━━ Excerpted text
An interesting problem concerning clinical data and clinical trials queries is that of open versus closed world reasoning. While the former works for reasoning in radiol–ogy and laboratory data, the latter is used in pharmacy data. The authors assert that integrating the open and closed world reasoning is a key issue to resolve.
To be useful, terminologies must be expressive enough to cover a domain, yield reproducible results when implemented by a wide range of end users, and be maintainable through the expenditure of reasonable resources. It may be necessary to map terminologies so that comparisons can be made between specific terms of differing terminologies. Given this background, the literature was reviewed to deter–mine the utility of these terminologies to the cancer checklist use case, including the broader ability to link this use case with similarly structured documents from other domains. No references were found that specifically addressed SNOMED CT’s coverage of the Electronic Cancer Checklist use case. However SNOMED has a long history of use in the field of anatomical pathology, and is currently being reviewed for this coverage as part of an ongoing contract between the CDC and CAP. It should be noted that several studies have analyzed SNOMED CT’s coverage of problem list coding for the general medical use case. For example in [Brown 2006] 1573 terms from the Veteran Affairs (VA) general medical evaluation template were studied. Sensitivity of SNOMED CT as a reference terminology was 63.8%, ranging from 29.3% for history items to 92.4% for exam items. SNOMED CT’s sensitivity as an “interface terminology” was 55.0%.
[Elkin 2006] reviewed SNOMED CT’s coverage of the 5,000 most frequent Mayo Master Sheet Terms. The investigators used both a NLP interface and browser. SNOMED CT had a sensitivity of 92.3%.
[Wasserman 2003] evaluated the scope of SNOMED CT through coding diagnosis and problem lists within a computerized physician order entry (CPOE) system. The study involved the mapping of local synonyms to existing SNOMED CT concepts. The system involved a caregiver selecting a diagnosis either from a list of frequently chosen diagnosis terms or through a free-text query of a subset of SNOMED CT database. In the latter, the user has the ability to view SNOMED CT concepts at their less granular or more granular levels.
The results showed that the majority of terms from these lists were found in SNOMED CT. The authors reported that the concept coverage overall was 98.5% Missing descriptions were considered simple to remedy. While there were relatively few missing concepts, their absence was considered significant and required the generation of a new concept with both single and/or multiple parents. Issues arose when caregivers searched by abbreviations (e.g. BPH) which resulted in the inclusion of new local descriptions to speed the free text query.
The authors state the benefits of computerized problem lists, such as used in this study, include more readily accessible information as compared to a paper chart and the codified terms can lead to clinical decision support features. A limitation of the study may have included the clinician’s acceptance of terms that did not exactly match the intended meaning.
━━━━
━━ Extracted records
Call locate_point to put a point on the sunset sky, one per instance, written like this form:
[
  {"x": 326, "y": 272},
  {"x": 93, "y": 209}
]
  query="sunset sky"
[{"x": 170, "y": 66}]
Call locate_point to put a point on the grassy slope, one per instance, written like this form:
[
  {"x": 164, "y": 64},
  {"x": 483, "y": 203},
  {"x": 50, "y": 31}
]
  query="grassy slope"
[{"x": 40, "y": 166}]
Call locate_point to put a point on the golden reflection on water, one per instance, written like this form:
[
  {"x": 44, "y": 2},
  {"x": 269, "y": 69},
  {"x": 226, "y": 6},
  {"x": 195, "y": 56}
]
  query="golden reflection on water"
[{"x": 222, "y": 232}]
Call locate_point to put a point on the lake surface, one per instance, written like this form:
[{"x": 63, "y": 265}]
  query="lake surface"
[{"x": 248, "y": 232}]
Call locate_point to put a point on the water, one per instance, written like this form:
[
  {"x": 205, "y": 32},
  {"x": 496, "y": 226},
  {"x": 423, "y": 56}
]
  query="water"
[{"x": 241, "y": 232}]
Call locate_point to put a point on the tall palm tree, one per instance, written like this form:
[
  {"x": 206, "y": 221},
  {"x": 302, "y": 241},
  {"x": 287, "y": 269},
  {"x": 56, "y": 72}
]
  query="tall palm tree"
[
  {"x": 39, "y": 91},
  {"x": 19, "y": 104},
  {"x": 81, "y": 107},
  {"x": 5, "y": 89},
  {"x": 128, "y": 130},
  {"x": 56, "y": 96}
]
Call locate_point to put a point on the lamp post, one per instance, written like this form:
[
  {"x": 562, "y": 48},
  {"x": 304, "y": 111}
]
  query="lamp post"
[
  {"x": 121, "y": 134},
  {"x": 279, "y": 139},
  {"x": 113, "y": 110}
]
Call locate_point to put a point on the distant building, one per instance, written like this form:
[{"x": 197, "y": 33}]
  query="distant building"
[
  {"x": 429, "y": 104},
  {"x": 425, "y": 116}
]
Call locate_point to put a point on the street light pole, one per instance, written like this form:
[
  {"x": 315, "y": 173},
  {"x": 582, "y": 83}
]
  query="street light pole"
━━━━
* _What you need to do_:
• a. According to the SNOMED CT excerpt, what sensitivity did SNOMED CT have for the 5,000 most frequent Mayo Master Sheet Terms?
• b. Output the part of the SNOMED CT excerpt that opens with the words containing "[Wasserman 2003] evaluated" and closes with "more granular levels.".
You can ignore the data above.

* _Answers for each item_:
• a. 92.3%

• b.
[Wasserman 2003] evaluated the scope of SNOMED CT through coding diagnosis and problem lists within a computerized physician order entry (CPOE) system. The study involved the mapping of local synonyms to existing SNOMED CT concepts. The system involved a caregiver selecting a diagnosis either from a list of frequently chosen diagnosis terms or through a free-text query of a subset of SNOMED CT database. In the latter, the user has the ability to view SNOMED CT concepts at their less granular or more granular levels.